What to do:
Format all of the data below as a numbered list, leaving out any blank lines.

-*-*-

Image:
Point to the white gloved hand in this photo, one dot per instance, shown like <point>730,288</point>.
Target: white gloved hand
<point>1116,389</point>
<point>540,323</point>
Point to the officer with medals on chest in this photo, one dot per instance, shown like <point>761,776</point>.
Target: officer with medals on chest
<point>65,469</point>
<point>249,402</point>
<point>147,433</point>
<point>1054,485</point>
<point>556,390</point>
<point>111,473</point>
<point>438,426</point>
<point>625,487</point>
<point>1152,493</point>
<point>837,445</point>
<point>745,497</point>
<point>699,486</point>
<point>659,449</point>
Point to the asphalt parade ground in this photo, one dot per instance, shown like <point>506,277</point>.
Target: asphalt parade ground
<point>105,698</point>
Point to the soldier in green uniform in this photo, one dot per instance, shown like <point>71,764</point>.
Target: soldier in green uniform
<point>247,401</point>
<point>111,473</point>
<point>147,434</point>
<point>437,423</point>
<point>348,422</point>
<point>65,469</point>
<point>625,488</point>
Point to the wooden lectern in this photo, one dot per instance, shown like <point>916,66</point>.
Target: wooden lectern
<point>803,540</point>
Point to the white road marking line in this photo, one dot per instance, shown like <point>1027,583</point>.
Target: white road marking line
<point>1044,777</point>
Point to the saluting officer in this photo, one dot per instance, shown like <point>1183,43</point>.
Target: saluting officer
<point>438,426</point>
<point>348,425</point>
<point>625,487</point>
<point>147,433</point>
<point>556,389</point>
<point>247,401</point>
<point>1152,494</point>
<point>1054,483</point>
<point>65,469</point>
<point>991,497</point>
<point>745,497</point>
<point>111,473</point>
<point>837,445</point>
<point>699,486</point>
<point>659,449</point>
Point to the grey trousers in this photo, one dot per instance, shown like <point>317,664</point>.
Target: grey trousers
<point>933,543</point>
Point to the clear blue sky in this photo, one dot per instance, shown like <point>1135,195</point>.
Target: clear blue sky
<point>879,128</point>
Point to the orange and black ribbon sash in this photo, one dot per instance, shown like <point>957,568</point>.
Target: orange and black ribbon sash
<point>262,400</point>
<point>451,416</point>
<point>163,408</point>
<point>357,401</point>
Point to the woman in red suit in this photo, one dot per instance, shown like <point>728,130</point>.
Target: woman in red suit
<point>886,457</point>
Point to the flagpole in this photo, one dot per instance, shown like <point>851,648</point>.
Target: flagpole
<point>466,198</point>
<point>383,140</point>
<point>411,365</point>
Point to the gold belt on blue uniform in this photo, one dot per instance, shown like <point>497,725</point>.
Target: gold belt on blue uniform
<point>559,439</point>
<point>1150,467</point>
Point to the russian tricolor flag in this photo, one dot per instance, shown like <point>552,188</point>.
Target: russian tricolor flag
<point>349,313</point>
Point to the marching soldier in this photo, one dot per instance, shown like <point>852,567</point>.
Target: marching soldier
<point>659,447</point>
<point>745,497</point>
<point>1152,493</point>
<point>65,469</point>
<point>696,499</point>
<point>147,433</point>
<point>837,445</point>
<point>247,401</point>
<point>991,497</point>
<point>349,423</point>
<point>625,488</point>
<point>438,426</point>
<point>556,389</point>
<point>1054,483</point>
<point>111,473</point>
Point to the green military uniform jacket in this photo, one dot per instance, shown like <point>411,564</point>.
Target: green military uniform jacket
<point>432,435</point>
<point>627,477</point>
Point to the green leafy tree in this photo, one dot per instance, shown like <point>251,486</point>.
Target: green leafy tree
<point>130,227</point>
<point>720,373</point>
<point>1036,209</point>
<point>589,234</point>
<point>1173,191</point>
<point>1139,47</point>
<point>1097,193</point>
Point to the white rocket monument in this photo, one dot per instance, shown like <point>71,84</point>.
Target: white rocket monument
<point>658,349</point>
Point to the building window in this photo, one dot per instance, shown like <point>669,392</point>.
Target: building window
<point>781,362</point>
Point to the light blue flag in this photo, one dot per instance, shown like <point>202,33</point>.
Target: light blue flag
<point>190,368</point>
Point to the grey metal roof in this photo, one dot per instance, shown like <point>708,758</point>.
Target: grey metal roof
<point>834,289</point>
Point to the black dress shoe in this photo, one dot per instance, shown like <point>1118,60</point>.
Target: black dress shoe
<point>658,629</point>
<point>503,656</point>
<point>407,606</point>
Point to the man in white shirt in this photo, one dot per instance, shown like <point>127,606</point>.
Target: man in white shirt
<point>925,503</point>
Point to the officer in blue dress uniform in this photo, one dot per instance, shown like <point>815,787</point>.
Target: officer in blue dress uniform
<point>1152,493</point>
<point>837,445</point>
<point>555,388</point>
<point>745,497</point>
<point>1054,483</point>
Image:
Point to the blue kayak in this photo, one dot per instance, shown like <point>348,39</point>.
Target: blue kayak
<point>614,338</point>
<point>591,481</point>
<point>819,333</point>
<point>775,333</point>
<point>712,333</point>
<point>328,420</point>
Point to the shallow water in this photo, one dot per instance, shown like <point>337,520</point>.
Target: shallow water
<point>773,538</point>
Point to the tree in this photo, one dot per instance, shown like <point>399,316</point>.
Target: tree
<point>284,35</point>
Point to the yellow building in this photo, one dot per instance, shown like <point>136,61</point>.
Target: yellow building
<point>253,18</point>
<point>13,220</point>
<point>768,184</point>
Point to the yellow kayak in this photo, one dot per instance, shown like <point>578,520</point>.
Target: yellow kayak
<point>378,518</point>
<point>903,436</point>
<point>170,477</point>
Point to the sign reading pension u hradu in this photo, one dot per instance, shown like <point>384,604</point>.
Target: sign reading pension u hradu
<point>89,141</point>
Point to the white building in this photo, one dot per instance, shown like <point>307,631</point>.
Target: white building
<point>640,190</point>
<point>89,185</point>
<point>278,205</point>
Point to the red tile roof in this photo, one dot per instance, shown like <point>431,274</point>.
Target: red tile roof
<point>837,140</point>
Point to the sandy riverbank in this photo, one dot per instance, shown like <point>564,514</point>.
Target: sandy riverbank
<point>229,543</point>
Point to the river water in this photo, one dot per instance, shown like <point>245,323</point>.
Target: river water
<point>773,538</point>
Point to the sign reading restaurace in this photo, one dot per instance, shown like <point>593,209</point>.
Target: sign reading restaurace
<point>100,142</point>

-*-*-

Expected answer:
1. Image:
2. Point to the white gloved hand in this photo, one dot per instance, shown like <point>730,288</point>.
3. Target: white gloved hand
4. <point>1116,389</point>
5. <point>540,323</point>
6. Point to the officer with medals on chest in this photo, one dot per instance, shown like <point>761,776</point>.
7. Target: officer with medals on chest
8. <point>65,469</point>
9. <point>249,402</point>
10. <point>147,433</point>
11. <point>1054,485</point>
12. <point>556,390</point>
13. <point>111,473</point>
14. <point>438,426</point>
15. <point>625,487</point>
16. <point>1152,493</point>
17. <point>837,445</point>
18. <point>745,497</point>
19. <point>699,486</point>
20. <point>659,449</point>
21. Point to the asphalt parade ground in this photo, one dot per instance, shown like <point>506,277</point>.
22. Target: asphalt parade ground
23. <point>105,698</point>
24. Point to the soldier in green uniform in this photo, one dot per instance, shown like <point>71,764</point>.
25. Target: soldier in green uniform
26. <point>247,401</point>
27. <point>111,473</point>
28. <point>147,434</point>
29. <point>437,423</point>
30. <point>348,422</point>
31. <point>65,469</point>
32. <point>625,488</point>
33. Point to the wooden lectern in this photo, one dot per instance, shown like <point>916,66</point>.
34. Target: wooden lectern
35. <point>803,540</point>
36. Point to the white road marking line in this photo, one dot per instance, shown like <point>1027,583</point>.
37. Target: white road marking line
38. <point>1044,777</point>
39. Point to the saluting officer in this photo, one dot per instance, shown like <point>1183,43</point>.
40. Target: saluting officer
41. <point>438,426</point>
42. <point>348,425</point>
43. <point>625,487</point>
44. <point>147,433</point>
45. <point>556,389</point>
46. <point>247,401</point>
47. <point>1152,494</point>
48. <point>1054,483</point>
49. <point>65,469</point>
50. <point>991,497</point>
51. <point>745,497</point>
52. <point>111,473</point>
53. <point>837,445</point>
54. <point>699,486</point>
55. <point>659,449</point>
56. Point to the grey trousers in this photo, one dot per instance, shown like <point>317,664</point>.
57. Target: grey trousers
58. <point>933,543</point>
59. Point to the clear blue sky in this photo, one dot per instance, shown like <point>1135,195</point>.
60. Target: clear blue sky
61. <point>879,128</point>
62. Point to the orange and black ribbon sash in this photo, one dot per instance, shown like <point>957,568</point>.
63. Target: orange and black ribbon sash
64. <point>262,400</point>
65. <point>451,416</point>
66. <point>163,408</point>
67. <point>357,401</point>
68. Point to the woman in red suit in this photo, one dot per instance, shown like <point>728,130</point>.
69. Target: woman in red suit
70. <point>886,457</point>
71. Point to the flagpole in this photo, one dot per instance, shown like <point>851,648</point>.
72. Target: flagpole
73. <point>466,198</point>
74. <point>383,140</point>
75. <point>411,365</point>
76. Point to the gold belt on blue uniform in this photo, one dot per instance, shown like <point>497,725</point>.
77. Target: gold belt on blue uniform
78. <point>559,439</point>
79. <point>1150,467</point>
80. Point to the russian tricolor flag in this photo, one dot per instance, shown like <point>552,188</point>.
81. Target: russian tricolor flag
82. <point>349,313</point>
83. Point to the marching soldier in this photo, one dot per instance, shown like <point>852,567</point>.
84. Target: marching soldier
85. <point>659,447</point>
86. <point>745,497</point>
87. <point>1152,493</point>
88. <point>65,469</point>
89. <point>696,499</point>
90. <point>147,433</point>
91. <point>837,445</point>
92. <point>247,401</point>
93. <point>991,497</point>
94. <point>349,423</point>
95. <point>625,488</point>
96. <point>438,426</point>
97. <point>556,389</point>
98. <point>1054,483</point>
99. <point>111,473</point>
100. Point to the green military uniform jacket in this photo, one dot per instance, shown like <point>411,564</point>.
101. Target: green military uniform jacket
102. <point>432,435</point>
103. <point>627,477</point>
104. Point to the green leafy tree in this photo, one dot per instance, shown like <point>251,486</point>.
105. Target: green leafy tree
106. <point>130,227</point>
107. <point>720,373</point>
108. <point>1036,209</point>
109. <point>589,234</point>
110. <point>1173,191</point>
111. <point>1139,47</point>
112. <point>1097,193</point>
113. Point to the white rocket monument in this photo, one dot per instance, shown like <point>71,84</point>.
114. Target: white rocket monument
115. <point>658,349</point>
116. Point to the building window in this photo, one dot per instance, shown like <point>669,392</point>.
117. Target: building window
118. <point>781,362</point>
119. Point to the light blue flag in this photo, one dot per instance, shown like <point>202,33</point>.
120. Target: light blue flag
121. <point>190,368</point>
122. Point to the grey metal roof in this photo, one dot per instance, shown like <point>708,758</point>.
123. Target: grey metal roof
124. <point>834,289</point>
125. Point to the black dress shoe in this photo, one dot per instance, shown like <point>1118,60</point>.
126. Target: black dress shoe
127. <point>658,629</point>
128. <point>503,656</point>
129. <point>407,606</point>
130. Point to the man in white shirt in this photo, one dot per instance, shown like <point>127,606</point>.
131. Target: man in white shirt
132. <point>925,503</point>
133. Point to the officer in blue dress uniform in this photo, one dot per instance, shown like <point>815,787</point>.
134. Target: officer in blue dress uniform
135. <point>1152,493</point>
136. <point>837,445</point>
137. <point>555,388</point>
138. <point>745,497</point>
139. <point>1054,483</point>
140. Image:
141. Point to the blue kayak in this photo, one dot per instance, shown like <point>348,39</point>.
142. Target: blue kayak
143. <point>614,338</point>
144. <point>591,481</point>
145. <point>819,333</point>
146. <point>775,333</point>
147. <point>712,333</point>
148. <point>328,420</point>
149. Point to the shallow water in this photo, one dot per instance, shown like <point>337,520</point>.
150. Target: shallow water
151. <point>773,538</point>
152. Point to the tree in this photo, one dot per instance, shown like <point>399,316</point>.
153. Target: tree
154. <point>284,35</point>
155. Point to the yellow building in this photo, one dot per instance, shown like <point>136,61</point>.
156. Target: yellow building
157. <point>253,18</point>
158. <point>13,220</point>
159. <point>768,184</point>
160. Point to the yellow kayak in this photo, one dot per instance, shown like <point>578,520</point>.
161. Target: yellow kayak
162. <point>378,518</point>
163. <point>903,436</point>
164. <point>170,477</point>
165. Point to the sign reading pension u hradu in this photo, one dot per instance, shown like <point>384,604</point>.
166. Target: sign reading pension u hradu
167. <point>89,141</point>
168. Point to the white building in this photo, one dot per instance, shown like <point>307,631</point>.
169. Target: white building
170. <point>640,190</point>
171. <point>89,185</point>
172. <point>278,205</point>
173. Point to the red tile roof in this photo, one dot per instance, shown like <point>431,274</point>.
174. Target: red tile roof
175. <point>837,140</point>
176. Point to the sandy riverbank in this photo, one dot per instance, shown like <point>564,514</point>.
177. Target: sandy riverbank
178. <point>229,543</point>
179. Point to the river water in this photo, one dot per instance, shown like <point>245,323</point>.
180. Target: river water
181. <point>773,538</point>
182. Point to the sign reading restaurace in this photo, one dot per instance, shown like <point>593,209</point>.
183. Target: sign reading restaurace
184. <point>100,142</point>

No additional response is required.